PROVIDED DATA:
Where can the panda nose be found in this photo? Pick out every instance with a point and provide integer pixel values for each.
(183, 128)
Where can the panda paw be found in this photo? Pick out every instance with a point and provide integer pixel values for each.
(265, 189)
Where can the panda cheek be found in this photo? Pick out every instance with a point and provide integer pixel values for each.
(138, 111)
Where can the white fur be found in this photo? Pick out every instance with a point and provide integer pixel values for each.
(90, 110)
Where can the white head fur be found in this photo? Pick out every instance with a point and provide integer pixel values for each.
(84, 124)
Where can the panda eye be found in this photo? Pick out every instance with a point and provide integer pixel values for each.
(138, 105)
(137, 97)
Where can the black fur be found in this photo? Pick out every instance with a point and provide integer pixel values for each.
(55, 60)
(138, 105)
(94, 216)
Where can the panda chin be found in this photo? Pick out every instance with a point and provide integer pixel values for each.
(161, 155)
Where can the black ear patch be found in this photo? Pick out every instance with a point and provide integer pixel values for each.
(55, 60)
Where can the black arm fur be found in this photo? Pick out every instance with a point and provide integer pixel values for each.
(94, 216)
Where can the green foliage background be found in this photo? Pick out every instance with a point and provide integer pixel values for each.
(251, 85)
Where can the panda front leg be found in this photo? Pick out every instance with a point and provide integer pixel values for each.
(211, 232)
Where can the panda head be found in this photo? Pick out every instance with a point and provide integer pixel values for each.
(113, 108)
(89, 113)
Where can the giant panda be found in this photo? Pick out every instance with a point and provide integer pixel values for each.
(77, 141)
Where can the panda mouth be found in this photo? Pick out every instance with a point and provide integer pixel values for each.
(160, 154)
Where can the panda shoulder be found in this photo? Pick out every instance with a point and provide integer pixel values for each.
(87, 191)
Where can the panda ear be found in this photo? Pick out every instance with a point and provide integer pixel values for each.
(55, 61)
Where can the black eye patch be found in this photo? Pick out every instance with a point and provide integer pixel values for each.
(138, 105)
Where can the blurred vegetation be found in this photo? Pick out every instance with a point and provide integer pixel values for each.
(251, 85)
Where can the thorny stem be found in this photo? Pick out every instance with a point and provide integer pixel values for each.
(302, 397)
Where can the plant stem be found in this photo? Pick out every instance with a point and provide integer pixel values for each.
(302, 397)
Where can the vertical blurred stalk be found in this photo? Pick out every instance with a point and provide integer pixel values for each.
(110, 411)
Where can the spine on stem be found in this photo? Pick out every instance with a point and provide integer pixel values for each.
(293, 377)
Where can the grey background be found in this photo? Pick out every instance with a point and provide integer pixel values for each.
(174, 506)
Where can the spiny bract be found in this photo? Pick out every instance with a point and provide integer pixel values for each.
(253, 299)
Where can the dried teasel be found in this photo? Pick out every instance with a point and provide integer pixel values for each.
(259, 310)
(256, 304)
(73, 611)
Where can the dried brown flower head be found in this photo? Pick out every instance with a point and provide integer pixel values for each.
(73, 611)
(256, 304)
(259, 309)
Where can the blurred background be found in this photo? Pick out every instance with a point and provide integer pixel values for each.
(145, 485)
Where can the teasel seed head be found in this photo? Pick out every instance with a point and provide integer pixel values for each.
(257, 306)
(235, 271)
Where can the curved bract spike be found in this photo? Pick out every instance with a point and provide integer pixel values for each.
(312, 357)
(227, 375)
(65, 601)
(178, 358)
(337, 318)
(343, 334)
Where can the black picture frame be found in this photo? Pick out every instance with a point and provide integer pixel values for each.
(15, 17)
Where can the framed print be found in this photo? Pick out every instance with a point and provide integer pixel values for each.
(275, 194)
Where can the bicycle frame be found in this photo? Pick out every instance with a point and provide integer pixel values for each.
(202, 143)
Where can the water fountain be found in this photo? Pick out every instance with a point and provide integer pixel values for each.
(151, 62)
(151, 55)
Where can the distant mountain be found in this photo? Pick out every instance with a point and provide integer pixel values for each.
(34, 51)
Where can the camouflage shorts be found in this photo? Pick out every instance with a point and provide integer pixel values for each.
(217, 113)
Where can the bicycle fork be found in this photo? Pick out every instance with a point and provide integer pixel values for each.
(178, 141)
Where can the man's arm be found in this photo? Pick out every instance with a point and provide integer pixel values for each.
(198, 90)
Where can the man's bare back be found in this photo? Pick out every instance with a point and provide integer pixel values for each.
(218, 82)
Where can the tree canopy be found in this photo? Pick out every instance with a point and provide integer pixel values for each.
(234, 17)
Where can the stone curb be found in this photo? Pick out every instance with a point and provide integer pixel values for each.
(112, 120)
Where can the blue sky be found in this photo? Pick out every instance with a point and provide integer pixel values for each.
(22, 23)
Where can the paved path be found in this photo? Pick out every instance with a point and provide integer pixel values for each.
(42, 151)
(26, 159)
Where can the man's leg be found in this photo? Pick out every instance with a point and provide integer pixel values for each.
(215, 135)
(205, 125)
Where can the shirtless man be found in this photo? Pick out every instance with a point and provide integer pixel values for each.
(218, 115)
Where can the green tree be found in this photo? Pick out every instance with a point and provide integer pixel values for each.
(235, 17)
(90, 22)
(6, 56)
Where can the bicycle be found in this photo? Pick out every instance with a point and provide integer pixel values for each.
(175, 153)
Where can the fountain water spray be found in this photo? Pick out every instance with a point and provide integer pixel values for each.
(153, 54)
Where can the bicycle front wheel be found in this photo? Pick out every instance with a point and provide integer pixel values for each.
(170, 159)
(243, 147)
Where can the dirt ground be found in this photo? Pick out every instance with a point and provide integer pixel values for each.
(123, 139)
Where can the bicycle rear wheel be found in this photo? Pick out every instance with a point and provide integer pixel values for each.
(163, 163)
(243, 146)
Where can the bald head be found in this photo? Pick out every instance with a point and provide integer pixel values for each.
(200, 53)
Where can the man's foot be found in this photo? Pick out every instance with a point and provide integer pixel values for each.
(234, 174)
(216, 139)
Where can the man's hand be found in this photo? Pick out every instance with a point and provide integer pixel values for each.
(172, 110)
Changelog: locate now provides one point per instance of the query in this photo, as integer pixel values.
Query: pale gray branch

AIM OF THE EXERCISE: Repeat the data in full, exactly as supplied.

ANSWER TO THIS EXERCISE:
Where can the panda nose be found in this photo? Pick out every instance with a point and provide integer pixel values for each.
(183, 128)
Where can the panda paw be found in this photo? Pick out every instance with a point and provide integer pixel values for each.
(265, 189)
Where can the panda cheek be found in this photo? Pick out every instance with a point and provide integer pixel values for each.
(138, 111)
Where can the white fur be found in this photo? Pick out every instance with a point and provide integer pixel values for each.
(90, 110)
Where can the white head fur be found in this photo? Pick out every instance with a point and provide integer pixel values for each.
(84, 124)
Where can the panda eye be found in this photo? Pick out every instance with a point and provide integer pixel values for each.
(138, 105)
(137, 97)
Where can the black fur be found in this photo? Pick out every instance with a point and provide integer pixel values for each.
(55, 60)
(138, 105)
(94, 216)
Where can the panda chin be found in this photo? Pick out every instance with a point and provide integer pixel values for each.
(161, 155)
Where can the black ear patch be found in this photo? Pick out every instance with a point and provide integer pixel values for each.
(55, 60)
Where can the black arm fur be found in this photo? Pick out every instance with a point and provide integer pixel values for each.
(94, 216)
Where can the green foliage background be found in this photo? Pick out every instance with a point and provide integer pixel values for each.
(251, 85)
Where can the panda front leg be found in this photo? Pick out every instance with a point and provide integer pixel values for each.
(211, 232)
Where can the panda head be found in this photo? Pick out every instance with a point and provide integer pixel values for each.
(113, 108)
(89, 113)
Where can the giant panda be found in this photo? Pick out every instance with a point and provide integer pixel values for each.
(77, 141)
Where can the panda mouth be found in this photo? Pick out every instance with a point and provide integer pixel values for each.
(160, 154)
Where can the panda shoulder be found in this photo? Pick out every instance with a point and provide integer pixel values for each.
(87, 191)
Where can the panda ear be found in this photo? Pick out every instance with a point and provide integer pixel values for each.
(55, 61)
Where can the black eye patch be found in this photo? Pick out every instance with a point and provide integer pixel values for each.
(138, 105)
Where can the blurred vegetation be found in this photo? Pick out every instance with a point and provide integer pixel values for each.
(251, 85)
Where can the thorny stem be found in this photo? Pick out every instance with a point and provide integer pixel values for each.
(302, 397)
Where can the plant stem be found in this photo? Pick out every instance with a point and provide integer pixel values for each.
(302, 397)
Where can the vertical blurred stalk be found in this photo? Pick out every instance with a point and provide integer pixel values for each.
(110, 411)
Where can the spine on stem be found in this photo? Pick out every instance with a point and provide integer pixel values for each.
(293, 377)
Where can the grey background be found in this photo? Pick out every instance with a point and provide integer pixel values for each.
(174, 506)
Where can the spiny bract be found in this photo? Pick out every instance with a point and provide integer pixel values for each.
(253, 299)
Where can the dried teasel be found in this photo? Pick out every instance with a point and provide integer pixel values for each.
(259, 310)
(256, 304)
(73, 611)
Where can the dried brown flower head be found in this photo? Pick out every instance with a point and provide integer pixel values for each.
(73, 611)
(256, 304)
(259, 309)
Where can the blurred background be found in this photo? Pick out every instance with a point and provide integer pixel values for each.
(145, 485)
Where can the teasel seed head be found in this photo? Pick out every instance with a point and provide integer pixel values for each.
(257, 306)
(235, 271)
Where can the curved bract spike be found in this photo? Pick out every instance with a point and provide integer pixel values for each.
(312, 357)
(227, 375)
(65, 601)
(178, 358)
(337, 318)
(343, 334)
Where can the black picture frame be found in this photo? Pick out every instance with a point and provide integer pixel values for each.
(15, 17)
Where can the framed print be found in this photo? Pick out every instance with a point and provide integer pixel values for each.
(275, 194)
Where can the bicycle frame be found in this photo? Pick out every instance with a point and provide integer pixel values for each.
(202, 143)
Where can the water fountain be found in this photo? Pick out every instance with a point and provide integer pixel values for each.
(151, 62)
(151, 55)
Where can the distant mountain be found in this photo? Pick out every instance with a point and provide integer pixel values for each.
(34, 51)
Where can the camouflage shorts be found in this photo? Pick out every instance with a point and provide integer pixel values for each.
(217, 113)
Where can the bicycle fork be found in this photo? Pick out every instance with a point and provide integer pixel values for each.
(178, 141)
Where can the man's arm be found in this photo? Pick out every instance with a point and provide integer pixel values for each.
(198, 90)
Where can the man's bare back be found in this photo? Pick out every instance with a point and provide integer pixel values for each.
(218, 82)
Where can the tree canopy be found in this photo? Pick out every instance with a point and provide integer pixel values for each.
(234, 17)
Where can the stone curb be found in this photo? Pick out every instance with a point and provide integer pixel values for each.
(112, 120)
Where can the blue sky be found in this photo? Pick out every instance with a point and provide integer pixel values for each.
(22, 23)
Where can the paved path be found in this photo? Pick out every instance with a point and provide integer pixel values for each.
(42, 151)
(26, 159)
Where can the man's leg be found in this photo? Pick out every instance with a point and provide integer pixel values for each.
(215, 135)
(205, 125)
Where can the shirtless man be found in this photo? Pick out every instance with a point and provide integer pixel values for each.
(218, 115)
Where can the green tree be found in this photo? Pick out every instance with a point and provide integer pixel values for each.
(235, 17)
(90, 22)
(6, 56)
Where can the bicycle be found in this photo? Pick out every instance with a point and provide integer pixel values for each.
(175, 153)
Where can the fountain water spray be found in this photo? Pick out every instance with a point and provide integer pixel values for each.
(153, 54)
Where can the bicycle front wheel be found in this photo? Pick out every instance with a point and provide integer pixel values for each.
(170, 159)
(243, 147)
Where can the dirt ground be found in this photo? Pick out every instance with a point and provide integer pixel values for each.
(123, 139)
Where can the bicycle rear wheel be found in this photo? Pick out every instance with a point and provide integer pixel values for each.
(163, 163)
(243, 146)
Where can the bald head be found in this photo? Pick out every instance with a point and provide integer pixel values for each.
(200, 53)
Where can the man's foot be found in this photo? Pick out every instance with a point and provide integer pixel values for each.
(234, 174)
(216, 139)
Where can the man's hand be found in this photo? Pick out every instance with a point and provide integer pixel values for each.
(172, 110)
Changelog: locate now provides one point per instance of the query in this photo, as integer pixel values.
Query: pale gray branch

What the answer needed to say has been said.